- REQUIRED ACTIONS:
1. According to the piece on Eagles fans, which team won its first Super Bowl ring?
2. From the piece on Eagles fans, extract everything from "Eagles fans have" down to "question — it isn’t.".

- SUPPLIED TEXT:
====================

An inappropriate response to victory

Both football fans and non-football fans came together this past Sunday to cheer on the Philadelphia Eagles and hopes of defeating the supposedly unbeatable Tom Brady. They did just that, bringing home their first Super Bowl ring. However, this historical win was overshadowed by the their fans doing what everyone suspected they’d do — tear up Philly.

Eagles fans have amassed criticism from people all over the country for choosing to express their excitement in the most inappropriate way possible. Unfortunately, for every person who criticizes the rampant vandalism and overall chaos caused by Philly natives, there are just as many people dismissing these antics because “it’s just people expressing pride.” But why are they destroying things if they feel good? In what way is that a logical response? Trick question — it isn’t.

Now people rioting in the streets after sports games isn’t new, but once again this raises the issue: who among us is allowed to protest or march without facing consequences? When someone marches in opposition to an unjust law or in support of basic human rights, society and major media platforms are quick to label these individuals as thugs and criminals. Everyone else outside of the protest group is annoyed about the demonstrations and wants nothing to do with them.

====================

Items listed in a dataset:
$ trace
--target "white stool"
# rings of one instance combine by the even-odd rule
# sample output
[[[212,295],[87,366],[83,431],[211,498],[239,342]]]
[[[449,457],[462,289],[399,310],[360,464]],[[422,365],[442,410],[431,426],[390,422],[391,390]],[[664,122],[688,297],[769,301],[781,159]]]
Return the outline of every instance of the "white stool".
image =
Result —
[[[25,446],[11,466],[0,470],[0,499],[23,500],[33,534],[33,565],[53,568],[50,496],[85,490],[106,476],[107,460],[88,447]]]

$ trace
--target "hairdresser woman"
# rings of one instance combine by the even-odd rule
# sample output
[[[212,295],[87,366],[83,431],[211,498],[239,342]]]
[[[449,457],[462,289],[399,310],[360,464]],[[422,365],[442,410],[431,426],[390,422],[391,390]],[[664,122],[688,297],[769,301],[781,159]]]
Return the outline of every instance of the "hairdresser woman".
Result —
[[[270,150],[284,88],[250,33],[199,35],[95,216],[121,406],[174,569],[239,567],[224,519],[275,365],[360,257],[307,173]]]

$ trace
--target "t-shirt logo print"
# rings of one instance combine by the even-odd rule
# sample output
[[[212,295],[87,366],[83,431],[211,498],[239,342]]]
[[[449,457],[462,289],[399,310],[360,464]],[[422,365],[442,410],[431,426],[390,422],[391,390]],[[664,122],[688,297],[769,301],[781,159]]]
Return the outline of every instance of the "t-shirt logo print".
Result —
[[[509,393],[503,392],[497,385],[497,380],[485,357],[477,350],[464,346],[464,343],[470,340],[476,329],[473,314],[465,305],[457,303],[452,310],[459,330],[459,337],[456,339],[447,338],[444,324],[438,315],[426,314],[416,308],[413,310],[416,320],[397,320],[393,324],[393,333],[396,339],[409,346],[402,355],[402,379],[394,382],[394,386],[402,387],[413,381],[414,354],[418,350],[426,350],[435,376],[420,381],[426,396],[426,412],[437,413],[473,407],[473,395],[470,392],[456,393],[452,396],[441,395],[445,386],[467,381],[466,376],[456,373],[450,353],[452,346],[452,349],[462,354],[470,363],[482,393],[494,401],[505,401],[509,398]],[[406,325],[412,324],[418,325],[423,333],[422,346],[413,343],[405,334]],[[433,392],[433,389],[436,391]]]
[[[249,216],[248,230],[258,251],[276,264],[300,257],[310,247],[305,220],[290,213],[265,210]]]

====================

- EXERCISE SOLUTIONS:
1. The Philadelphia Eagles.

2.
Eagles fans have amassed criticism from people all over the country for choosing to express their excitement in the most inappropriate way possible. Unfortunately, for every person who criticizes the rampant vandalism and overall chaos caused by Philly natives, there are just as many people dismissing these antics because “it’s just people expressing pride.” But why are they destroying things if they feel good? In what way is that a logical response? Trick question — it isn’t.